__What is expected__:
Copy all of the material exactly. Pictures are not to appear in the copy.

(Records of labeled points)
* Start *

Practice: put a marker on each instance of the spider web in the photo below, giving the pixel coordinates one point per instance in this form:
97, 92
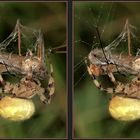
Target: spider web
29, 38
120, 43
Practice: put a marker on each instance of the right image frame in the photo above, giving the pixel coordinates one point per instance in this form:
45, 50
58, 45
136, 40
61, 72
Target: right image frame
106, 70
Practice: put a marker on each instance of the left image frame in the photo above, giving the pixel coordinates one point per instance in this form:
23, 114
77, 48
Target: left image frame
33, 68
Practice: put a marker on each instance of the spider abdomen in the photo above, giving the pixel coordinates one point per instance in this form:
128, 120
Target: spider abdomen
16, 109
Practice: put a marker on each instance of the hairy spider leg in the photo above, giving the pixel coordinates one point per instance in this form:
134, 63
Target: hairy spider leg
51, 85
19, 37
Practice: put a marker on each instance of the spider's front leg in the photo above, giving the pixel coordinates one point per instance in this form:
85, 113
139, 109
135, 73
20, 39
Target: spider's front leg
51, 86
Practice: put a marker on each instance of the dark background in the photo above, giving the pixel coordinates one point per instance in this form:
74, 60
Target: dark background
91, 115
49, 121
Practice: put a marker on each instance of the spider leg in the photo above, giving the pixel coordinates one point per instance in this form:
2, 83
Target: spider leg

* End *

__Output__:
Practice: put a marker on each instance of the spider web in the photo below, giving the pixel coordinates one point per instance in this form:
97, 92
Target: spider web
29, 38
120, 43
Practice: put a marker on each instance of the right image frame in the photo above, giving the pixel coordinates one point per instance in this form:
45, 50
58, 45
136, 40
61, 72
Target: right image frame
106, 70
Practice: put a marker on each instance of the left image frame in the photo above, giving the pixel coordinates one point per instance in this form:
23, 114
77, 48
Target: left image frame
33, 68
Practice: put a marker on each instance of the spider abdomen in the photo above, giving the pixel coordinates one point per instance in this form:
128, 120
Target: spider abdomen
16, 109
Practice: put a marker on each instance of the hairy spider leg in the photo above, giving the pixel coordinates one point per instance in this form:
134, 63
Target: hairy spider leg
51, 85
19, 37
Practice: put a marker on each instance of the spider's front leg in the photo above, giving the pixel coordinates one point per instance in this form:
85, 113
139, 109
135, 73
20, 39
Target: spider's front leg
51, 86
Practice: put a marker on each instance of the dark background in the photo above, giving the pixel coordinates one point per instance in this form:
74, 60
Target: dark background
91, 115
49, 121
Practice: put a marker on each instance of the spider leg in the photo above, giving the pixel coordinates one point per instance in this form:
2, 83
Target: spider leg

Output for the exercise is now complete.